**PASSAGE PROVIDED**

:::::

The latest news is that Sydney Trains are looking at it more positively with dates being considered in the May–June 2018 window (coinciding with a main line shutdown).
After years of negotiations, reams of paperwork and substantial amounts of friendly and gentle persuasion, the Civil Depot was transferred into the Museum’s custody. The Keys were ceremoniously presented by Sydney Trains' Barry Palmer to past Chairman Ted Mullett who passed them over to current Chairman, Henk Luf via previous Chairman Bruce Coxon who did most of the paperwork prior to the handover on 11 April. (A small but excited band of volunteers from across the years attended this impromptu but important event, before the mysteries of the roller door remote control had several of us practising the limbo!—Ed)
The Civil Depot will house some historically important railway items currently located within the Museum roundhouse, a process that by all accounts will take some time.
Henk Luf, Chairman VHLDHM
Members who have not paid their 2018 renewal fees are now unfinancial.
To pay your fees, please visit our website
infobluemountains.net.au/ locodepot/ membership
and read the information on the right hand side of the page.
You can also contact the membership officer at
jeff.russell@ valleyheightsrailmuseum. info
or 0414 764 178 and a form will be posted to you.

:::::

**GIVEN INFORMATION**

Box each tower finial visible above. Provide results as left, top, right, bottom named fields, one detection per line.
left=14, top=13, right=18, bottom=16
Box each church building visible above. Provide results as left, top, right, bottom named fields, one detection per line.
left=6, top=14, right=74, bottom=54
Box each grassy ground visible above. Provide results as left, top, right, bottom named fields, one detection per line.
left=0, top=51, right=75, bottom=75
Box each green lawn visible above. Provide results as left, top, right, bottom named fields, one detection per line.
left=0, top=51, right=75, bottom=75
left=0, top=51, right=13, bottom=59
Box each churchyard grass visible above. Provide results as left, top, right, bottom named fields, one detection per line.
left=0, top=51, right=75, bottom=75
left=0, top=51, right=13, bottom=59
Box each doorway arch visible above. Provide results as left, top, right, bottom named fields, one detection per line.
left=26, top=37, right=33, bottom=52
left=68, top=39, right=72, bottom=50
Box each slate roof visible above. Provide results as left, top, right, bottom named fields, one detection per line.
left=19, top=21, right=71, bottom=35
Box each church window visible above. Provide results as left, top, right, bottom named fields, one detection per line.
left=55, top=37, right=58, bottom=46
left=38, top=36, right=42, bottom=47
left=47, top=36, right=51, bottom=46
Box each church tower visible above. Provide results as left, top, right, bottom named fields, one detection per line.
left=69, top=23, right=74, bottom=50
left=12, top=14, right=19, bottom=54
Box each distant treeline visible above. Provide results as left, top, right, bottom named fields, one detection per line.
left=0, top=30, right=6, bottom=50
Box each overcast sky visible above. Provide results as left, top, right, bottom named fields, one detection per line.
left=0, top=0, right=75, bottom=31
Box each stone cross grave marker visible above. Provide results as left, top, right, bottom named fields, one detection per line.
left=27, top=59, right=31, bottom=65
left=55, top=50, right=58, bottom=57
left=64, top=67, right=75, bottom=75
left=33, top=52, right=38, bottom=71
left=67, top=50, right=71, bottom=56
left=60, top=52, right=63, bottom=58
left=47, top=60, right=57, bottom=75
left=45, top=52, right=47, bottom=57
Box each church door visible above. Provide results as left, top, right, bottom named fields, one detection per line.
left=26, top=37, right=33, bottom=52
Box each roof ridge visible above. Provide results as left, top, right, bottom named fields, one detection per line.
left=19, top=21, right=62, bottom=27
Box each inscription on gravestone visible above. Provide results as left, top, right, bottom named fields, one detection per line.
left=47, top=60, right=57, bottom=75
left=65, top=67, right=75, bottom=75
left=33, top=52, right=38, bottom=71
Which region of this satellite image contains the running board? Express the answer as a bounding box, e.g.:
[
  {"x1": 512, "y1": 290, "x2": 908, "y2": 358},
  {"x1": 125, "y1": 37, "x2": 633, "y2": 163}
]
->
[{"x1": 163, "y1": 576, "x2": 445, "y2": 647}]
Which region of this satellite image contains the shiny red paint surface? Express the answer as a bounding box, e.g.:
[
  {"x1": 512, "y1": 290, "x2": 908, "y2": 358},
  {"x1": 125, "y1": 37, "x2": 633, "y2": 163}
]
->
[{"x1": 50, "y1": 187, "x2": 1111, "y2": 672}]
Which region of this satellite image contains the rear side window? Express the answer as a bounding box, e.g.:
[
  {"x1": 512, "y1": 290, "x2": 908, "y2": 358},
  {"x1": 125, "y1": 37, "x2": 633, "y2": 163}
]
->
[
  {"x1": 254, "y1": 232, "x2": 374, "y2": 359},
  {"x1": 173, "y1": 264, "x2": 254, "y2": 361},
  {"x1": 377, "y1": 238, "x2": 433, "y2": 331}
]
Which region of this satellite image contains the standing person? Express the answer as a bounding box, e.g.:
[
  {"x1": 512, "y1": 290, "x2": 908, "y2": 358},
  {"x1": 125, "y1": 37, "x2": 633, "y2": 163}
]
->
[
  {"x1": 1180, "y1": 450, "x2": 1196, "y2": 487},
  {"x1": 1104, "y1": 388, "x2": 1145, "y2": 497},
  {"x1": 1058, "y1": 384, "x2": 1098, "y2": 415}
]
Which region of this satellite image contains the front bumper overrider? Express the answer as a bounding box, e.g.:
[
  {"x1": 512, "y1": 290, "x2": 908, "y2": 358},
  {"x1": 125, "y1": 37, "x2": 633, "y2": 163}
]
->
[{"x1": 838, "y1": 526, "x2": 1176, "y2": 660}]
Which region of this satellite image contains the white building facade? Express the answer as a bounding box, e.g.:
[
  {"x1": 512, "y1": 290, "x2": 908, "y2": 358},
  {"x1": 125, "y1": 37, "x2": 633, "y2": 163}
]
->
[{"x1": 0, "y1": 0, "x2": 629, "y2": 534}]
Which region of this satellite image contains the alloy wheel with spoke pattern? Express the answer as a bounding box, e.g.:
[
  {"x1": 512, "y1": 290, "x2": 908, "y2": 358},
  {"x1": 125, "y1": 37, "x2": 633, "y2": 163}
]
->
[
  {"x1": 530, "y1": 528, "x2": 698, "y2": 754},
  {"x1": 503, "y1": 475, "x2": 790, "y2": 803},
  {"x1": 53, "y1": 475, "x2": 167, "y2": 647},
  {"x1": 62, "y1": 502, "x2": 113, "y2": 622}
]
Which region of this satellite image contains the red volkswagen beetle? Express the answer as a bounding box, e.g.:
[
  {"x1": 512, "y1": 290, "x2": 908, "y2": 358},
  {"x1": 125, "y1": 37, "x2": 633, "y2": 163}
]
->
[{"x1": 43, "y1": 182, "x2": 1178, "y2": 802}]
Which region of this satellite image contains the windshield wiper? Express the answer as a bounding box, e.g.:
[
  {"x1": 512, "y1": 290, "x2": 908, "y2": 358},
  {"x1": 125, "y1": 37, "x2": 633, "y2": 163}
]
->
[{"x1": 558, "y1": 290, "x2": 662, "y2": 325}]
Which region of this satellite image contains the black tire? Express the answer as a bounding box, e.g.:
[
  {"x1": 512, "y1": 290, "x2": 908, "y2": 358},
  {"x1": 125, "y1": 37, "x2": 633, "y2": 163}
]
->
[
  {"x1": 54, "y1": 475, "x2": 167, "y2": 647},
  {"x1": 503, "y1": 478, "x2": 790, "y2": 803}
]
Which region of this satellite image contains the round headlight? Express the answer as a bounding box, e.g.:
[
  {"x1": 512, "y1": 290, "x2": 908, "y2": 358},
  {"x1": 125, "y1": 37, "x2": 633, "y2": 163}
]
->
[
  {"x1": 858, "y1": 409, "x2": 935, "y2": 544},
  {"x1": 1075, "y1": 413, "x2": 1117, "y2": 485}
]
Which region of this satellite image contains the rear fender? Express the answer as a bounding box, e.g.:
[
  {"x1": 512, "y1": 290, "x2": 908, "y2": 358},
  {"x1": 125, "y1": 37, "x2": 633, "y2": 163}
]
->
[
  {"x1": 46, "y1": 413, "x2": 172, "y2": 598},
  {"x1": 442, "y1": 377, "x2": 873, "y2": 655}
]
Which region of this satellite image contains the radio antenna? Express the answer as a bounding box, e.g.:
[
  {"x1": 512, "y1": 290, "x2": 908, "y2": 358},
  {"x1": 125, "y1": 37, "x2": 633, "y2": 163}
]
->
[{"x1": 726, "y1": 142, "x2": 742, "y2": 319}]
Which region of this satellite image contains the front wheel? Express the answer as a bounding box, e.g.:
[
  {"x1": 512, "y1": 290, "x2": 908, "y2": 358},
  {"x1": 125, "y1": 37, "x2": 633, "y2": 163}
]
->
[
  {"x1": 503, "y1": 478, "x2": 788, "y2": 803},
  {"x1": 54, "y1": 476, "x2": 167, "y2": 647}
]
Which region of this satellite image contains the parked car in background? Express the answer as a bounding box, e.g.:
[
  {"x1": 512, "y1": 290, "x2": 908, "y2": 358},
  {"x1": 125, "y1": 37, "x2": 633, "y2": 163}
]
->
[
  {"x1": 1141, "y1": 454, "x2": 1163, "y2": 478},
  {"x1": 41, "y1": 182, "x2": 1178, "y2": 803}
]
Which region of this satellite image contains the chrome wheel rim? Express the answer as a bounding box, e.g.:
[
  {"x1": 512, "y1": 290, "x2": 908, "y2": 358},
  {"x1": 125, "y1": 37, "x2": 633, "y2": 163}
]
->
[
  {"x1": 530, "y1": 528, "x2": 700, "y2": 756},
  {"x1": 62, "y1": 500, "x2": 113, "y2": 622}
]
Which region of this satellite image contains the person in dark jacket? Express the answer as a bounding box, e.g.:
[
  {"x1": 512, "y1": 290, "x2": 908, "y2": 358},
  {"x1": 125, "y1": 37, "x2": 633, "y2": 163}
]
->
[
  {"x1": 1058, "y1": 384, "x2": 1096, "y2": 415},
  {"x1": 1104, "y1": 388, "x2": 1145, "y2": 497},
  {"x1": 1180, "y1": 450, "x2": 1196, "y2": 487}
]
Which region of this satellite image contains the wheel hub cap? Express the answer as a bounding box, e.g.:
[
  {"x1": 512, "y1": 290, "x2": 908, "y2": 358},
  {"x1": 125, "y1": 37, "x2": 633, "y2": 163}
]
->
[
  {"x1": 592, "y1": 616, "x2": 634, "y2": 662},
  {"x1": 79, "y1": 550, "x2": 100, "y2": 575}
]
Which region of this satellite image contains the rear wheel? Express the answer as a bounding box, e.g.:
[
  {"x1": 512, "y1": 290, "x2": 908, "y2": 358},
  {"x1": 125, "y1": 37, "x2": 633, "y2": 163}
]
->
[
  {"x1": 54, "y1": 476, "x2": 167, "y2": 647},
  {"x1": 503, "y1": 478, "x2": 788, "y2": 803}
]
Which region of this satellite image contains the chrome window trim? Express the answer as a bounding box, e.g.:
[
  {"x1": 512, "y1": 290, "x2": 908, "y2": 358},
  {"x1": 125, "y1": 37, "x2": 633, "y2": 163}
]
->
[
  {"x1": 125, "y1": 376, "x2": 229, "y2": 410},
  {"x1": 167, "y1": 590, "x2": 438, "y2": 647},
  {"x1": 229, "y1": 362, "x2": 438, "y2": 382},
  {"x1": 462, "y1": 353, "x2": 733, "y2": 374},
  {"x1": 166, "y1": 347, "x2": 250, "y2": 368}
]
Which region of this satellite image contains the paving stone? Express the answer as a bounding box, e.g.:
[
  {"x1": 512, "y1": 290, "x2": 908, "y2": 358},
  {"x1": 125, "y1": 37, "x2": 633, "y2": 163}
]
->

:::::

**TASK A**
Copy the rows word for word, from their first line through the line containing "left=47, top=36, right=51, bottom=46".
**TASK B**
Extend the railway museum news from where it stops.

**FINAL RESULT A**
Box each tower finial visible above. Provide results as left, top, right, bottom named fields, one detection per line.
left=14, top=13, right=18, bottom=16
Box each church building visible above. Provide results as left, top, right, bottom named fields, one detection per line.
left=6, top=14, right=74, bottom=54
Box each grassy ground visible above. Provide results as left, top, right, bottom named fields, one detection per line.
left=0, top=51, right=75, bottom=75
Box each green lawn visible above. Provide results as left, top, right, bottom named fields, one detection per line.
left=0, top=51, right=75, bottom=75
left=0, top=51, right=13, bottom=59
Box each churchyard grass visible above. Provide results as left, top, right, bottom named fields, one detection per line.
left=0, top=51, right=75, bottom=75
left=0, top=51, right=13, bottom=59
Box each doorway arch visible above. Provide results as left, top, right, bottom named fields, one detection per line.
left=26, top=37, right=33, bottom=52
left=68, top=39, right=72, bottom=50
Box each slate roof visible above. Provide results as left, top, right, bottom named fields, one detection per line.
left=19, top=21, right=71, bottom=35
Box each church window visible above. Provide results as left, top, right, bottom named fields, one detection per line.
left=55, top=37, right=58, bottom=46
left=38, top=36, right=42, bottom=47
left=47, top=36, right=51, bottom=46

**FINAL RESULT B**
If you have visited the Museum recently or seen our Facebook page you will have caught up with the fact that the forecourt refurbishment project has been completed, a project that we are all very pleased with. Three major issues have been resolved:
The management team thought we had been very thorough in our planning allowing for what utilities may be uncovered and what future needs (like ducting from the roundhouse to the turntable pit) should be provided for, but we were somewhat taken aback by the task of how to replace this drainage and maintain the heritage look. What we found was that in bays 1 to 5, the railways probably in the 1970s had remediated this section with some PVC piping but bays 6 to 10 had no drainage pipes left at all. Further to this, the roof downpipes emptied into a box drain which had a further pipe at the bottom taking the water away to the main outlet. It was essential to keep these box drains to preserve the original look of the system but nearby excavation meant they literally just fell to bits! They had been constructed with a very weak concrete mix and a few pieces of brick and rocks.
The two photos below show the new PVC piping and an example of a new box drain. The photo on the right is of bays 1 to 5 where we could save some of the box drains but from 6 to 10 they were all replaced. As you have seen in the completed photos, the finished project looks exactly the same from a heritage perspective as the original drains.
Of course we would rather have not touched any drainage but this failed system was found to be the root cause of all our damage!
There were other challenges along the way and one was the issue of how to weld standard 53 kg replacement rail to the original small 41 kg rail coming from the roundhouse. This took the specialist welders some time to perfect but the pictures below show how it was achieved. Most rails were severely corroded and were replaced. The railways had previously done some rail replacement and had used transition bolted plates but it was felt that to drill new holes through the very old original rail would produce a weak joint and welding was the way to go!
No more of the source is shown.